:: Supplied records ::
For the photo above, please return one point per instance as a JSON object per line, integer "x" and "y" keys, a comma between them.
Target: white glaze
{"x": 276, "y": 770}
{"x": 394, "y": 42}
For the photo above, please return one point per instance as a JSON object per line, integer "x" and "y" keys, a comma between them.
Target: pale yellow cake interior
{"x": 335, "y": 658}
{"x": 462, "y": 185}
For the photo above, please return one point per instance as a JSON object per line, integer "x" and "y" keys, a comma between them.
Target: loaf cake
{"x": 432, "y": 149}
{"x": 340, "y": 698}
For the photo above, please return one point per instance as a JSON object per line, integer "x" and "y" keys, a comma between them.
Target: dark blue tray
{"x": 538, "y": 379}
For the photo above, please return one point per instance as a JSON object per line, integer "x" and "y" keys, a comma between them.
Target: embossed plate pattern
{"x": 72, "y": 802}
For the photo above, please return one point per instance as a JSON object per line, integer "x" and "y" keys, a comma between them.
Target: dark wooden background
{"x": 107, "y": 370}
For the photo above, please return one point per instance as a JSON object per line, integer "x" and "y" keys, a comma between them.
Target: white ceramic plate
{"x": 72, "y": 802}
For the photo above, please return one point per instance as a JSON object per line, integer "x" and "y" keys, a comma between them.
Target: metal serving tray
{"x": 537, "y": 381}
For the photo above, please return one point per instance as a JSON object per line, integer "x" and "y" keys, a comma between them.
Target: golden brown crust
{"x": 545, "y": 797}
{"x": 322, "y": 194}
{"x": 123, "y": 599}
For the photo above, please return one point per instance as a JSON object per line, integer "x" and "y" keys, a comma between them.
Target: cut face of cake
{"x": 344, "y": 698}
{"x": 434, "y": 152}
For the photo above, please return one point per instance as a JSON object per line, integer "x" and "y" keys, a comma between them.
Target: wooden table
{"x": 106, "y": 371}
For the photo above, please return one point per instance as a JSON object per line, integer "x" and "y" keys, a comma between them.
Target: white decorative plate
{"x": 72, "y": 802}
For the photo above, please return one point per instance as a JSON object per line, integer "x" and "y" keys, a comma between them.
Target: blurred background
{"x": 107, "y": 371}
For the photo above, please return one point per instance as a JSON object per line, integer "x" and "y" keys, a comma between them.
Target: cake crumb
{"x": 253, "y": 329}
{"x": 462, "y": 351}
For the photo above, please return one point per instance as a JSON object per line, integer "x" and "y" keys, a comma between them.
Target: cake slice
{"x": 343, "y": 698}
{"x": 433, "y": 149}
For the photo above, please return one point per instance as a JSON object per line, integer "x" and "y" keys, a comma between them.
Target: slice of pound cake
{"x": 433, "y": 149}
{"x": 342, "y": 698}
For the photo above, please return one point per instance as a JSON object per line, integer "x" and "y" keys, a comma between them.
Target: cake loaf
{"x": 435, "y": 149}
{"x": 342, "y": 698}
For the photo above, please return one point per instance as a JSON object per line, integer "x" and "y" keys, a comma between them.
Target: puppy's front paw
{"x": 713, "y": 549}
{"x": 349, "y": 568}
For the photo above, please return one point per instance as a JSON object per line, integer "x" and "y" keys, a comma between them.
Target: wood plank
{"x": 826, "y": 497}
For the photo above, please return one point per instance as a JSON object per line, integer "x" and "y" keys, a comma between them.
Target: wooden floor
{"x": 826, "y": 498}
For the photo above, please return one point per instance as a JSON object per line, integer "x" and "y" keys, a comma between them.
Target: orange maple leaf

:: The task ::
Write out the lines above, starting at the line that contains "Target: wooden floor" and ending with the final line, and nothing else; copy them exactly.

:: Answer area ::
Target: wooden floor
{"x": 826, "y": 498}
For the photo above, please return one point per instance as a JSON object per line, integer "x" and "y" keys, a comma between them.
Target: orange maple leaf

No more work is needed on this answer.